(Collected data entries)
####
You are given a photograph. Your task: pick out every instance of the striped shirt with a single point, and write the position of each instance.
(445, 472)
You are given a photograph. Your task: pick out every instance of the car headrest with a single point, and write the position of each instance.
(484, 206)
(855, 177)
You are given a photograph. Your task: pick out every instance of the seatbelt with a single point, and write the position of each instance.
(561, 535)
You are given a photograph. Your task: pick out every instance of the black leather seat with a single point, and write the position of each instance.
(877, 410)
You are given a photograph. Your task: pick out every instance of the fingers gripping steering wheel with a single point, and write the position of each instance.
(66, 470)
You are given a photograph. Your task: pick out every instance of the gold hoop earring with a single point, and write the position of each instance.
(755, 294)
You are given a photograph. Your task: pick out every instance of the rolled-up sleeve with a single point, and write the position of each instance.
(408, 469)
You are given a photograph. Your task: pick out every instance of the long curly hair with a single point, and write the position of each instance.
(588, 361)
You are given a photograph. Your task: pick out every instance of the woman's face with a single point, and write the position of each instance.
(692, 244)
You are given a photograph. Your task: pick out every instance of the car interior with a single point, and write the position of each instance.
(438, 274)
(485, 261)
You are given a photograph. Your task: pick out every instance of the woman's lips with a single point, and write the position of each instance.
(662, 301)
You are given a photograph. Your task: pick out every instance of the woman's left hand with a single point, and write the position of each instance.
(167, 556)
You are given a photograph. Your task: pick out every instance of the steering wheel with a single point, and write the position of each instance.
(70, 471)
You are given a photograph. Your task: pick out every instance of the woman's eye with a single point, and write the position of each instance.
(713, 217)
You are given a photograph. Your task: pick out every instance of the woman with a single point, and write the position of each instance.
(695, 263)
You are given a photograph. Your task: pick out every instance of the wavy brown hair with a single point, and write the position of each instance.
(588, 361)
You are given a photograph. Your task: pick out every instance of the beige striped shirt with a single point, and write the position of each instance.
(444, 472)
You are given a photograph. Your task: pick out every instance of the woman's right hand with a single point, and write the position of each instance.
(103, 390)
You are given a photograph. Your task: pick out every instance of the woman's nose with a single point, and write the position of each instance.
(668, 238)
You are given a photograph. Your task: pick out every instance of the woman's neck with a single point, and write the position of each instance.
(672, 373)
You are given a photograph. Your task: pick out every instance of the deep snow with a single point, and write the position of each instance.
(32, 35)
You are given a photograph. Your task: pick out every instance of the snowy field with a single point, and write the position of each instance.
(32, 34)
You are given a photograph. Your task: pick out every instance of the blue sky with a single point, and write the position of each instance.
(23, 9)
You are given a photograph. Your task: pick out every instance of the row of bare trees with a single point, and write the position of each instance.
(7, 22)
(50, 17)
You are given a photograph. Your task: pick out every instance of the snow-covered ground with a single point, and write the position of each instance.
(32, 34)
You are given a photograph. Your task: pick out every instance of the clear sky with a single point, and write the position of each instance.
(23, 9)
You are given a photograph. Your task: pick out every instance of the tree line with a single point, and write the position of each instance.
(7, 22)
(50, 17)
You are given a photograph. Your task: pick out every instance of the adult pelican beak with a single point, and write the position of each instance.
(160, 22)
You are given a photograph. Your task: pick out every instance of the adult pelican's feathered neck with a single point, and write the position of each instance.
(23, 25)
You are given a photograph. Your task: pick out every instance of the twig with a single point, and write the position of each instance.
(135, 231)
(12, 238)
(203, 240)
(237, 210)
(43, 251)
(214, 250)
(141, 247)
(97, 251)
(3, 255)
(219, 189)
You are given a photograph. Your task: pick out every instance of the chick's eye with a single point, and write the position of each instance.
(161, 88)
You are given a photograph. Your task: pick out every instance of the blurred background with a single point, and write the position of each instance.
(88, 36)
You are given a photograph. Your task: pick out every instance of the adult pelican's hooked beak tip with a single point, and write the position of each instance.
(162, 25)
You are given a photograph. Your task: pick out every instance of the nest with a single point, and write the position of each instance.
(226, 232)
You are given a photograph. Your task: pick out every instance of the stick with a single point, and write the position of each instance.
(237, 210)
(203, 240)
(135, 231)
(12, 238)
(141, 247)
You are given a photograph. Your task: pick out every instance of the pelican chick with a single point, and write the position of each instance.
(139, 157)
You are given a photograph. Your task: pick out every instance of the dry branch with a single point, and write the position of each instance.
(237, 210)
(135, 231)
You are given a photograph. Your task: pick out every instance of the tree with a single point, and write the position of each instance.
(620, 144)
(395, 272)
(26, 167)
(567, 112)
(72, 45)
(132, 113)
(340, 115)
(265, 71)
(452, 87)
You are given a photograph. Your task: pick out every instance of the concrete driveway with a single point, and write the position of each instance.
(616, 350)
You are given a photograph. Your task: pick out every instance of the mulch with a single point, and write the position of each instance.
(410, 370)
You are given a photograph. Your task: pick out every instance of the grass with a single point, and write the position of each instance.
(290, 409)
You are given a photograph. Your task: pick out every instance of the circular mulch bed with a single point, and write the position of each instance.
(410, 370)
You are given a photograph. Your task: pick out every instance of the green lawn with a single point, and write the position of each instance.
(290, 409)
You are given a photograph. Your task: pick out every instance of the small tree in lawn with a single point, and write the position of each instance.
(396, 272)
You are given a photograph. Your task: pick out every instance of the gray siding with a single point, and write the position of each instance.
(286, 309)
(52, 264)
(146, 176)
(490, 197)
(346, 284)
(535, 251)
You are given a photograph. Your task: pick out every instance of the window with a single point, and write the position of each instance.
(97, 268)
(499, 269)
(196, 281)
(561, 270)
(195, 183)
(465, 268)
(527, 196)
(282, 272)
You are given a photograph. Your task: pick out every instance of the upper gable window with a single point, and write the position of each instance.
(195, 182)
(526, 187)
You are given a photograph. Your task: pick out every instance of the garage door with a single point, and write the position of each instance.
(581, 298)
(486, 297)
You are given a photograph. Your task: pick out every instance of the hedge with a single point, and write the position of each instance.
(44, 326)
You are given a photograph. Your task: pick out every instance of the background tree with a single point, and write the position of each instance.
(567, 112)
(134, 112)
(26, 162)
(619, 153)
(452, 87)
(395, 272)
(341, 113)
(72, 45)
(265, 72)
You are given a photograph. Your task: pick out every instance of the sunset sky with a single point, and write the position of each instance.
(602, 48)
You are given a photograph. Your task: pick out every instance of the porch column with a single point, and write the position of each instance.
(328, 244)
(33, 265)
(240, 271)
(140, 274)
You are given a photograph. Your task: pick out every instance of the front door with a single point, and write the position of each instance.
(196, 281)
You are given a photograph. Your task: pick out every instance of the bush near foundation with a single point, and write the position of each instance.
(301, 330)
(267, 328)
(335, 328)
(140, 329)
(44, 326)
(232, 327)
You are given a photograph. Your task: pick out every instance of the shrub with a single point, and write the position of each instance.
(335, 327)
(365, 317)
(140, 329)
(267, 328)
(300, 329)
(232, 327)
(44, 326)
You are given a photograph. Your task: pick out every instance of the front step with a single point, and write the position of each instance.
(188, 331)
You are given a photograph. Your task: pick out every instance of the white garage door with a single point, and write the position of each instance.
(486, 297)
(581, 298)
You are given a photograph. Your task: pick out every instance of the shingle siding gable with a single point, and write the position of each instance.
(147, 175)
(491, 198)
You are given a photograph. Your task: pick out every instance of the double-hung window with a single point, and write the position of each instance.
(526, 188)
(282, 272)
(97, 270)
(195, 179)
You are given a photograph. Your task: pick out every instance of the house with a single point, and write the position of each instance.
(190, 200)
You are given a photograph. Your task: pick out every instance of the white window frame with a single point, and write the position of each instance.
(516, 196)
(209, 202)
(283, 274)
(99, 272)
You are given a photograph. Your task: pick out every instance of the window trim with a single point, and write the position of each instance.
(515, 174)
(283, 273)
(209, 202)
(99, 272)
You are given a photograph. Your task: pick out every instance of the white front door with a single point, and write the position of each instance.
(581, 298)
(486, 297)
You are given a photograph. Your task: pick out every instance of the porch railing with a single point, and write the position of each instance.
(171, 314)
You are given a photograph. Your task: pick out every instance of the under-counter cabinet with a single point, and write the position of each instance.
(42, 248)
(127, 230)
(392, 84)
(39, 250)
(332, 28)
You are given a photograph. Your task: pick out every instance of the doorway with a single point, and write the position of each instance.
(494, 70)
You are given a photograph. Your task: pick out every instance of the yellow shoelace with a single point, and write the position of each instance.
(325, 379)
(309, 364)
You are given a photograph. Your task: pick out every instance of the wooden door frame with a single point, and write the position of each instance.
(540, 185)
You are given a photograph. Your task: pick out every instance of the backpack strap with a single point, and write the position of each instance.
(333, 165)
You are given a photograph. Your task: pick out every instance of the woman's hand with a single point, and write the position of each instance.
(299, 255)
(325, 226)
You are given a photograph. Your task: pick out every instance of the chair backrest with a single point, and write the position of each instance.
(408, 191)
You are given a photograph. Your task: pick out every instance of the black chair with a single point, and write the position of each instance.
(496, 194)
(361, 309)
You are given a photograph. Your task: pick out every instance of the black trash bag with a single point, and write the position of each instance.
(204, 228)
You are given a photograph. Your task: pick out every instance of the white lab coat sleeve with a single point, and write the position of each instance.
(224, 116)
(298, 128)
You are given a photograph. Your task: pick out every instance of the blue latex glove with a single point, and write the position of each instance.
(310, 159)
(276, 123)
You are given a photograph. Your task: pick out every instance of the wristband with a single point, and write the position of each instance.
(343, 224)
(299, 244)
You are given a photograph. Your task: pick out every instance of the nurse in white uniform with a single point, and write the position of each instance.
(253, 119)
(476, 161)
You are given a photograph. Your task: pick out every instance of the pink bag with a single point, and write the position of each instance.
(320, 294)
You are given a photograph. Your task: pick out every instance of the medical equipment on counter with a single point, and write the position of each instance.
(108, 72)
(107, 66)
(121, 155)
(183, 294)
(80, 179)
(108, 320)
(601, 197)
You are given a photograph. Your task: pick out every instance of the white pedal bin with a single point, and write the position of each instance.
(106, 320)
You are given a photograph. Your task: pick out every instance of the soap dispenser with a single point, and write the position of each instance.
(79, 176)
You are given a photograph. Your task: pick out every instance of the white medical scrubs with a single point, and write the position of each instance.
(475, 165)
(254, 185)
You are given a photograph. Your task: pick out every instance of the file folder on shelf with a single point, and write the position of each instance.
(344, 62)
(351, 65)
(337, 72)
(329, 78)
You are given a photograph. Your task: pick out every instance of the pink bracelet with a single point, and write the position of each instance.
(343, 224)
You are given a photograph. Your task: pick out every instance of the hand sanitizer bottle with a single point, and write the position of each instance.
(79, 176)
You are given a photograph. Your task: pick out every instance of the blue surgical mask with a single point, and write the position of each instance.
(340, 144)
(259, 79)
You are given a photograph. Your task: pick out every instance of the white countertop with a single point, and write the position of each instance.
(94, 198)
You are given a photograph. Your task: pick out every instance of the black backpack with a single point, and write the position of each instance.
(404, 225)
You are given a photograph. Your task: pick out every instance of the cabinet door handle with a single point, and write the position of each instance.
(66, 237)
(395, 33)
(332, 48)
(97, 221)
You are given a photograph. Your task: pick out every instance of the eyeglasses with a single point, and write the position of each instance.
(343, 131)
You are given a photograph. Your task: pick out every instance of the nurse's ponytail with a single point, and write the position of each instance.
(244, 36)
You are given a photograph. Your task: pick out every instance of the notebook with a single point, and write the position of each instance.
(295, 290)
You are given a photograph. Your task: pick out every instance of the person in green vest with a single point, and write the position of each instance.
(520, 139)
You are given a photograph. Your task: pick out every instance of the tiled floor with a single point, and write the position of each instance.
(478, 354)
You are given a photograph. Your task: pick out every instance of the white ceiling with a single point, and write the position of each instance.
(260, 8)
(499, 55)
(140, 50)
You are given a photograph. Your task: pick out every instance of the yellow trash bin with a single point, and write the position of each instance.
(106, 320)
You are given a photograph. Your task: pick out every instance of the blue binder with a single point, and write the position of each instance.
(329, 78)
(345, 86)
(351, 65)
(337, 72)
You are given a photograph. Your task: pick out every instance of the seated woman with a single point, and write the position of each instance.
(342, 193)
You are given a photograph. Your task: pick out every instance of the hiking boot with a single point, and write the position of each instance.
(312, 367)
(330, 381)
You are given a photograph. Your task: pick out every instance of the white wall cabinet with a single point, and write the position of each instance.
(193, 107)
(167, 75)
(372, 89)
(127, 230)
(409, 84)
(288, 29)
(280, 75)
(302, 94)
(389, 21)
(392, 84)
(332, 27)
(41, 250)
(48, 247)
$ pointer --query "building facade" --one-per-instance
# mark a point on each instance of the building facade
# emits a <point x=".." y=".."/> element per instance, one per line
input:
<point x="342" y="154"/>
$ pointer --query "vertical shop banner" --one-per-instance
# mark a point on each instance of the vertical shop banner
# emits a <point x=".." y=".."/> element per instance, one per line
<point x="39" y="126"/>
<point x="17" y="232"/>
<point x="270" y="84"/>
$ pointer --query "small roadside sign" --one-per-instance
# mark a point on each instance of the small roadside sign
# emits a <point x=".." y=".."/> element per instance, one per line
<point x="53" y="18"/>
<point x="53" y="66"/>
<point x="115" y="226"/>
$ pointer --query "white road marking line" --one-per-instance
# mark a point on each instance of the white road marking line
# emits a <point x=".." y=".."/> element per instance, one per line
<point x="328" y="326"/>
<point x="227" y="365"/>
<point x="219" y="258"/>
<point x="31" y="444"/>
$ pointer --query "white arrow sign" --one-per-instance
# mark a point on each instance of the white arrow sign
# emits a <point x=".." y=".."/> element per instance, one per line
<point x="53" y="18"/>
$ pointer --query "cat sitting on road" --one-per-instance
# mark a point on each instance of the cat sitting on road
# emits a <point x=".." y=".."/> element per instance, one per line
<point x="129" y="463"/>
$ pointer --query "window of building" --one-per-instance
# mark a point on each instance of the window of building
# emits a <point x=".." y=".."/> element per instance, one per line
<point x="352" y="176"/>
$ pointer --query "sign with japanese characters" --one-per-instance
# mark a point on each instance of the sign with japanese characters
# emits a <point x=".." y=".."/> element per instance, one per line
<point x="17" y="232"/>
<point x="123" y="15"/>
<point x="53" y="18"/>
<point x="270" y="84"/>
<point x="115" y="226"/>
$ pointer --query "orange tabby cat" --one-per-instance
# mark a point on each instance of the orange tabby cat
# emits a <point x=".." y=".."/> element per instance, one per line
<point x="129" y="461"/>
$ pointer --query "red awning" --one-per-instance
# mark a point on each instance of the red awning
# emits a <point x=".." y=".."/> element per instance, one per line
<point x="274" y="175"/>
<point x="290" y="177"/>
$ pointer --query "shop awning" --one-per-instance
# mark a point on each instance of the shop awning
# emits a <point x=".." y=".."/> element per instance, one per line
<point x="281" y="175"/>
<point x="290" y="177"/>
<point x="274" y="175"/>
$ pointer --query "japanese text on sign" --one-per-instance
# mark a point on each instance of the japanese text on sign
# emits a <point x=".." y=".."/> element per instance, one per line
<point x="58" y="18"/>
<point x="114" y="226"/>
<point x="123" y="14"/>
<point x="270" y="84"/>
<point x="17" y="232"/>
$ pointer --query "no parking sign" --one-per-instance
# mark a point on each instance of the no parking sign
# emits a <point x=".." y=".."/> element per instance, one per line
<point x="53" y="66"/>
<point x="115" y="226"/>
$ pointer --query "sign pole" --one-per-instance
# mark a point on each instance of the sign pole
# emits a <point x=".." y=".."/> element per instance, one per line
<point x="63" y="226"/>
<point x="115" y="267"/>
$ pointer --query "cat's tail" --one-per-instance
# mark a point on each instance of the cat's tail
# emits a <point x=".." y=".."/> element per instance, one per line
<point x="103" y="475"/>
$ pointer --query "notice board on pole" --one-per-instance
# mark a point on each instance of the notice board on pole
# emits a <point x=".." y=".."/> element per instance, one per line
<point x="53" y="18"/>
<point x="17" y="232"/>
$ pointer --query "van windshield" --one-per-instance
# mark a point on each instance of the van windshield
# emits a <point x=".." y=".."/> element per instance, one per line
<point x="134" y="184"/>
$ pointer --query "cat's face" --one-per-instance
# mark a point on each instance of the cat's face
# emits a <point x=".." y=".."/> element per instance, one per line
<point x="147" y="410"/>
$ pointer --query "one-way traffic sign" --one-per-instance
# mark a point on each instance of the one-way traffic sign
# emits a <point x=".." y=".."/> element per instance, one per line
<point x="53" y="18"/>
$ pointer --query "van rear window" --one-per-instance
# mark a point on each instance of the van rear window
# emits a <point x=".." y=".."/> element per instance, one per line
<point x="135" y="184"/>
####
■ **WORK INSTRUCTION**
Go through the records above and, whenever a line includes the word "building", copy it.

■ **RESPONSE AREA**
$ pointer --query "building facade" --one-per-instance
# mark a point on each instance of the building facade
$ pointer --query "window of building" --one-per-instance
# mark a point on each instance of the window of building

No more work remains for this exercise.